GOAL: Please reproduce the listing from the line containing "collar, one point per instance in this photo." through the end of the listing, both ends included, rescaling every point coordinate in the answers by 2.3 and rounding to whole numbers, halves up. Leave the requests and their format samples unchanged.

Dataset rows on where objects appear:
··········

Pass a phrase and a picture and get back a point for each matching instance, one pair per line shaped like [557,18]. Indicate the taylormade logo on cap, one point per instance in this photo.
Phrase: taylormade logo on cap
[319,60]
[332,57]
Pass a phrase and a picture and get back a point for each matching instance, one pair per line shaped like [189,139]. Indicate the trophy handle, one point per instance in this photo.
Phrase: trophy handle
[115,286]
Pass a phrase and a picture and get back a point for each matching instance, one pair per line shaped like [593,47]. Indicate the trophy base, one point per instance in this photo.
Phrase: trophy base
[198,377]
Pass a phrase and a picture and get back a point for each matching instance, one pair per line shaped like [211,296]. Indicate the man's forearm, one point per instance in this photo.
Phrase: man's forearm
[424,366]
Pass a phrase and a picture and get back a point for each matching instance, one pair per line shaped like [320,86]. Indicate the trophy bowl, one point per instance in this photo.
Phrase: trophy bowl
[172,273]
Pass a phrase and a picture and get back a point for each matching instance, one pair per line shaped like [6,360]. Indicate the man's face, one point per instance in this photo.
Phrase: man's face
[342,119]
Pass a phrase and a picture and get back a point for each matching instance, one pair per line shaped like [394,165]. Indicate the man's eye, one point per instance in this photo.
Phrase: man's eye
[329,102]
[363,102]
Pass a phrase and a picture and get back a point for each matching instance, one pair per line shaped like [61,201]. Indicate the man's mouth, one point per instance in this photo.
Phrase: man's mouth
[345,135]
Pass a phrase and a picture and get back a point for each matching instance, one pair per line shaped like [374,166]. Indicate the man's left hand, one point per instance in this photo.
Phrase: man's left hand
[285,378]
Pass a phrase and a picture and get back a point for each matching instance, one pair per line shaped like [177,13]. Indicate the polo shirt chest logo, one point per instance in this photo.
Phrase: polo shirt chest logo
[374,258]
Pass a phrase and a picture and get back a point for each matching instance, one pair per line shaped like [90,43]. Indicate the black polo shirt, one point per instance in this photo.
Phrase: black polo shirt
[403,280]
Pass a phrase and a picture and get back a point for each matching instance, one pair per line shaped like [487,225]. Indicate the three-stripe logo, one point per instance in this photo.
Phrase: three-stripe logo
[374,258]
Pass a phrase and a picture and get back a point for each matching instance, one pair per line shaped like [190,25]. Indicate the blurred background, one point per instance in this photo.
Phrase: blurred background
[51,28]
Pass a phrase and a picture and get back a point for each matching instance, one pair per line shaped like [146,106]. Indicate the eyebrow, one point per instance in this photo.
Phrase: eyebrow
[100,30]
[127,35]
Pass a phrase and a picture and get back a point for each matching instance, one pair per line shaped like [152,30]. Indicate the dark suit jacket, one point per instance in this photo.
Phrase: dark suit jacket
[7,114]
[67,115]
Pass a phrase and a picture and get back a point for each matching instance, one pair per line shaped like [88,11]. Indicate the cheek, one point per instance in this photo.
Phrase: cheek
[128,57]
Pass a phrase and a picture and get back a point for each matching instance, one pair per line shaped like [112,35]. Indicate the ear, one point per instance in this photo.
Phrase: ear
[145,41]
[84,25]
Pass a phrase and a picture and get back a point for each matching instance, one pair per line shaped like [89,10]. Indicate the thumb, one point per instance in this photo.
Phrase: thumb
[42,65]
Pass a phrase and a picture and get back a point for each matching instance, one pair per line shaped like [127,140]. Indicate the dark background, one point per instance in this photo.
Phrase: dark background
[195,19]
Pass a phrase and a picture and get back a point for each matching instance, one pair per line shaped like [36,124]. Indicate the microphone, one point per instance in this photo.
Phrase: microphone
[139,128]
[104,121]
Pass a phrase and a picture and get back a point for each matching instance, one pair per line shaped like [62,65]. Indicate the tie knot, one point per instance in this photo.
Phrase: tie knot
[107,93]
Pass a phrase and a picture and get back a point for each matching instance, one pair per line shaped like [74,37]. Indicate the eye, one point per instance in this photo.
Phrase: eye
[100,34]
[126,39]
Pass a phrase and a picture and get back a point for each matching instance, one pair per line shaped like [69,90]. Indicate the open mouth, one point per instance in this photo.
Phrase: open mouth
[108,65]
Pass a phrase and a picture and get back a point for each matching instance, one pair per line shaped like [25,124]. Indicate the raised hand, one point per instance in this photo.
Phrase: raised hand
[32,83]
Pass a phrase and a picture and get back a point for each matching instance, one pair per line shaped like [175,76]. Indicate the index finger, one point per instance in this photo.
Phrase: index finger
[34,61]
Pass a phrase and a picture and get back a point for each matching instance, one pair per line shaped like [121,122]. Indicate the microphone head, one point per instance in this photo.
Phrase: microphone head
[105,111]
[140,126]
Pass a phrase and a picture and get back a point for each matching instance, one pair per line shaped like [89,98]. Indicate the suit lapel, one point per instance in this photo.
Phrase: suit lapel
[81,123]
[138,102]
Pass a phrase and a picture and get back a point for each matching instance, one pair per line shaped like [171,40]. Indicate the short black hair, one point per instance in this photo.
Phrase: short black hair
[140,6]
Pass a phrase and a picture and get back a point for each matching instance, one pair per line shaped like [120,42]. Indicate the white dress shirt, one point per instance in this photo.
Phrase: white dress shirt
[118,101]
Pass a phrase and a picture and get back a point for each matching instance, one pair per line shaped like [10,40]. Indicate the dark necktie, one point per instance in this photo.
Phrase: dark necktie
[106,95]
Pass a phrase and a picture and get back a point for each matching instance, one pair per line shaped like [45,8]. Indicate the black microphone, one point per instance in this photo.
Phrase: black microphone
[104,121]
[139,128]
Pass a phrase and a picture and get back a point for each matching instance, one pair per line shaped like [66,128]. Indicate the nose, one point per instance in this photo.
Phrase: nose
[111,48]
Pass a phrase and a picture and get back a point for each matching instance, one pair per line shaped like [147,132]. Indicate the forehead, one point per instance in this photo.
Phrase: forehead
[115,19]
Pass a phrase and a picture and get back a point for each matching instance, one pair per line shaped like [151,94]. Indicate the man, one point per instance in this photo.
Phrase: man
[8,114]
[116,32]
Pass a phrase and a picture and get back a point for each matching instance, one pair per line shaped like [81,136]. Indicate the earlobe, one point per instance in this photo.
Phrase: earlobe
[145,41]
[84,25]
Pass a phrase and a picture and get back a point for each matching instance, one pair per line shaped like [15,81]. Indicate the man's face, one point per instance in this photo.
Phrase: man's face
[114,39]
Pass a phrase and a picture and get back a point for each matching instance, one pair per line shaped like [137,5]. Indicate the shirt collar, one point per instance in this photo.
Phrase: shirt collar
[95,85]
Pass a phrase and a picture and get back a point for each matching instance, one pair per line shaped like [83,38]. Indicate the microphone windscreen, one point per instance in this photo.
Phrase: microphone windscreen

··········

SOLUTION FOR THIS TASK:
Pass a phrase and a picture and get back a point for each matching instance, one pair per line shaped like [137,5]. Indicate the shirt collar, one point per instance in this photo.
Phrase: shirt collar
[219,196]
Pass a phrase and a picture and get back a point for each matching instance, one pair per line shaped like [83,38]. Indicate the microphone windscreen, one point per instance in this photo.
Phrase: microphone windscreen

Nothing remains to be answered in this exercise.